ФРАГМЕНТ ТЕКСТА:
Базовым, всеобъемлющим в этом рассуждении нам представляется понятие «знаки культуры». Они отражают семиотическую функцию культуры, и традиционно выделяется пять типов таких знаков:

− естественные знаки, знаки – признаки ориентации в природной среде;

− функциональные знаки – знаки деятельности людей; кодирование и декодирование функциональных знаков;

− конвенциональные (условные) знаки – знаки-сигналы, знаки-индексы, знаки-образцы;

− иконические – знаки-образы, знаки-символы с историко-культурным смыслом;

− вербальные знаковые системы – естественные языки.

II

Обращаясь с этих позиций к произведениям Ю. Полякова, можно, на наш взгляд, отметить, что, во-первых, тексты у автора – всегда многоярусные интертексты, а во-вторых, в них прослеживается устойчивое и, на наш взгляд, целенаправленное переплетение всех типов знаков культуры. Более того – плотность представления этих знаков, как нам кажется, существенно превышает их среднестатическую плотность в произведениях других писателей этого поколения (присутствие автора позволяет ему согласиться или не согласиться с этим – но таково наше видение текстов Ю. Полякова с точки зрения представленности в них знаков культуры).

ЗАДАНИЯ:
a - Какой тип знаков культуры в отрывке о знаках культуры соотнесён с естественными языками?
b - Перепишите дословно часть отрывка о знаках культуры. Начните с места, где стоят слова «Обращаясь с этих», и остановитесь после слов «них знаков культуры).».

ВЫДЕРЖКИ ИЗ ДАННЫХ:
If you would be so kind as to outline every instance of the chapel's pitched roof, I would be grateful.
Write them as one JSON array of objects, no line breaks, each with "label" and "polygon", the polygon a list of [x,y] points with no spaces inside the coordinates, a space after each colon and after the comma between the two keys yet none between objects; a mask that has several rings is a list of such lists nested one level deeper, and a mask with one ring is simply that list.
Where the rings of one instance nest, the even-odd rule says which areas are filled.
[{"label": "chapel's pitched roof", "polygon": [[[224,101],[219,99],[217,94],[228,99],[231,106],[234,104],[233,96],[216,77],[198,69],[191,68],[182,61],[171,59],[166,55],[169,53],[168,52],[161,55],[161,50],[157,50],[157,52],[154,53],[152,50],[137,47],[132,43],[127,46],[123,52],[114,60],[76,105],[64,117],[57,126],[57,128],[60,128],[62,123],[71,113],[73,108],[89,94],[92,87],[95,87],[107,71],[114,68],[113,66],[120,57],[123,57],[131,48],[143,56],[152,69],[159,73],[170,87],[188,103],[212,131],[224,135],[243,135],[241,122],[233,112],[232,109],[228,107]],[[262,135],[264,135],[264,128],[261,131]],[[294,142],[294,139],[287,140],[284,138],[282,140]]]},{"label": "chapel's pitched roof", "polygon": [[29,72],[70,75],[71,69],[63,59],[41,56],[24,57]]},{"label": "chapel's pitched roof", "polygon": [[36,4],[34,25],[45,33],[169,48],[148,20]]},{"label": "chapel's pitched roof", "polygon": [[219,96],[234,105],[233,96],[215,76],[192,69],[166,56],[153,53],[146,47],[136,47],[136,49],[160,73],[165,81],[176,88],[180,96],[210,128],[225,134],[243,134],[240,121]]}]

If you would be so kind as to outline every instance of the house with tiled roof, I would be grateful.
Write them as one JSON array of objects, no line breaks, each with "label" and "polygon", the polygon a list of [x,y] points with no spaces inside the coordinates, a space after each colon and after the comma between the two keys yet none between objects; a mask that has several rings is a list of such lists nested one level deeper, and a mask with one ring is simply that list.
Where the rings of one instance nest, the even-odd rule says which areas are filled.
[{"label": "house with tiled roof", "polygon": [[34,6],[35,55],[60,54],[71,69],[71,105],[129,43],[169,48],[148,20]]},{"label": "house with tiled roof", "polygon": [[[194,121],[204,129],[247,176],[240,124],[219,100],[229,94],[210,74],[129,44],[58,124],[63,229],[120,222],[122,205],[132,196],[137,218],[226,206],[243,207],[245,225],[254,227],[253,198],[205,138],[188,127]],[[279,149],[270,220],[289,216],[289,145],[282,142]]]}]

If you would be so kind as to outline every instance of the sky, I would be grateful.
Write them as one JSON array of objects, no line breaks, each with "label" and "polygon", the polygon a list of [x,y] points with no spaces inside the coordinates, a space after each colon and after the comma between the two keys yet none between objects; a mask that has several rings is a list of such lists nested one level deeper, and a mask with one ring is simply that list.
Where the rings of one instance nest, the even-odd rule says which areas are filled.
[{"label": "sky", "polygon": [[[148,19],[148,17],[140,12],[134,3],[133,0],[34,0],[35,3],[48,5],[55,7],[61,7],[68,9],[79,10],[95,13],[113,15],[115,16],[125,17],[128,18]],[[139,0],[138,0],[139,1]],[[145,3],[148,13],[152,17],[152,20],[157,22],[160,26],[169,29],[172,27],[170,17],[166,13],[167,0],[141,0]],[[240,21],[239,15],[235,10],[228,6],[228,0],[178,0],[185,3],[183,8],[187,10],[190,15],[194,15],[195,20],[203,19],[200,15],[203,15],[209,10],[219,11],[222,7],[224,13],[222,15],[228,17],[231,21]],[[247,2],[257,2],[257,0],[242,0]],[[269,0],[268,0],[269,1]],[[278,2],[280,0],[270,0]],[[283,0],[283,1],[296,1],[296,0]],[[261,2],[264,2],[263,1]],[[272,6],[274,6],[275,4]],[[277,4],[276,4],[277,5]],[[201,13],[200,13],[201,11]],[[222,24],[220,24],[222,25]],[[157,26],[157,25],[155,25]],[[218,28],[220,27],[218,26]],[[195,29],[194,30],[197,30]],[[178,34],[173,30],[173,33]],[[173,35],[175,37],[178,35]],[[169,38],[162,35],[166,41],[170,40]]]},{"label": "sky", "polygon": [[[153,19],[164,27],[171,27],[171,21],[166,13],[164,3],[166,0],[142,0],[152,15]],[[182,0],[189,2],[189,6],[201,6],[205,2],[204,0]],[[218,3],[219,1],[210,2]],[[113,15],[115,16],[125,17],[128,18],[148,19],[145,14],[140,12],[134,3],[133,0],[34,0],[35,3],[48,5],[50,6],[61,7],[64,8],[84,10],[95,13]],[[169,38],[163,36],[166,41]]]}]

РАЗБОР ОТВЕТОВ:
a - Вербальные знаковые системы.

b -
Обращаясь с этих позиций к произведениям Ю. Полякова, можно, на наш взгляд, отметить, что, во-первых, тексты у автора – всегда многоярусные интертексты, а во-вторых, в них прослеживается устойчивое и, на наш взгляд, целенаправленное переплетение всех типов знаков культуры. Более того – плотность представления этих знаков, как нам кажется, существенно превышает их среднестатическую плотность в произведениях других писателей этого поколения (присутствие автора позволяет ему согласиться или не согласиться с этим – но таково наше видение текстов Ю. Полякова с точки зрения представленности в них знаков культуры).